There have been over 58,000,000 abortions since the 1973 court ruling legalizing abortion in all 50 states, according to National Right to Life.

That echoes her recent call to arms speech before Planned Parenthood last month, when she stated that taxpayers must fund abortion-on-demand in order to uphold the "right" of choice.

“We have to preserve marriage equality,” Clinton said, referring to last summer's Obergefell v. Hodges case, a 5-4 ruling that redefined marriage nationwide. “We have to go further to end discrimination against the LGBT community."

Her views differentiate her from the Republican front runners. Ted Cruz has called the court's marriage ruling "fundamentally illegitimate," and Donald Trump told Fox News Sunday this week that he would "be very strong on putting certain judges on the bench that I think maybe could change things." Marco Rubio has said he won't "concede" the issue to the one-vote majority.

All Republican presidential hopefuls say they are pro-life and will defund Planned Parenthood.

Her husband, Bill Clinton, raised the makeup of the Supreme Court early last month in New Hampshire, saying it receives "almost no attention" as a campaign issue.

On Wednesday, Hillary said "the next president could get as many as three appointments. It’s one of the many reasons why we can’t turn the White House over to the Republicans again.”

Clinton said her judicial appointees must also reverse the Citizens United ruling on campaign finance and oppose a recent decision striking down a portion of the 1965 Voting Rights Act. In 2013's Shelby County v. Holder, justices struck down Section 4(b) of the act, which said that certain states and jurisdictions had to obtain permission from the federal government before changing their voting laws.

At one time, most politicians frowned upon any "litmus test" for judicial nominees, emphasizing the independence of the third branch of government. "I don't believe in litmus tests," Jeb Bush told Chuck Todd last November.

But with the rise of an activist judiciary in the middle of the 20th century, constitutionalists have sought to rein in the power of the bench.

→ Stored data entries
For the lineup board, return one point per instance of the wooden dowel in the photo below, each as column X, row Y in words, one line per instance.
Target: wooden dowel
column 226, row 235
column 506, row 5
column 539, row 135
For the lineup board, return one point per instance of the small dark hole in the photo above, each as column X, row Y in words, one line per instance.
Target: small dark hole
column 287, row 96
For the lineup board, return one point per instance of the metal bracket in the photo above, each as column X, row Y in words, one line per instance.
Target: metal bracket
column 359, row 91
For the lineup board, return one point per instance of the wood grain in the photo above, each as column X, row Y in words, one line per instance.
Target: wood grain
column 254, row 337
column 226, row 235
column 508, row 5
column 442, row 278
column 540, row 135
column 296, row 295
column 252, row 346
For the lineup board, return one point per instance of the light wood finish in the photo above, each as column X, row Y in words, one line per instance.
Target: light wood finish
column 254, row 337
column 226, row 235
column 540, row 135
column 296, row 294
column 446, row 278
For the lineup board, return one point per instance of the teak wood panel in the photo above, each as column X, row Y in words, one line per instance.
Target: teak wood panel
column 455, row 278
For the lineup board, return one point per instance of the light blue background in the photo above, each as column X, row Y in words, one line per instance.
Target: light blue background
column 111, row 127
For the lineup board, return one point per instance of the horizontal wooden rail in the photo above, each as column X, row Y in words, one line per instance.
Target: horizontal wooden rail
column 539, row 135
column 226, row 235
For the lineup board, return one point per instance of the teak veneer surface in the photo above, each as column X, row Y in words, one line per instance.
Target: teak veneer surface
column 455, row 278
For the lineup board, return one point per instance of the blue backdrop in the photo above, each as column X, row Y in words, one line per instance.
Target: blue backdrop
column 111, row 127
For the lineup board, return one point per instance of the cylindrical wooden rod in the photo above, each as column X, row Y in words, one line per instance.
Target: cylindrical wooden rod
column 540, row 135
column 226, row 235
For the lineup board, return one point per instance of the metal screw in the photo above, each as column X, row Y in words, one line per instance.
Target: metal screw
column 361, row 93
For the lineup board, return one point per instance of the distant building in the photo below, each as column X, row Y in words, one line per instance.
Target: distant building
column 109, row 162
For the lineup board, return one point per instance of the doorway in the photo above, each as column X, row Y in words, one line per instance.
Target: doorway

→ PROBLEM TO SOLVE
List every court ruling that the text about Clinton and judicial appointments identifies by name. Answer from the text alone, not from the entries.

→ EXPECTED ANSWER
Obergefell v. Hodges
Citizens United
Shelby County v. Holder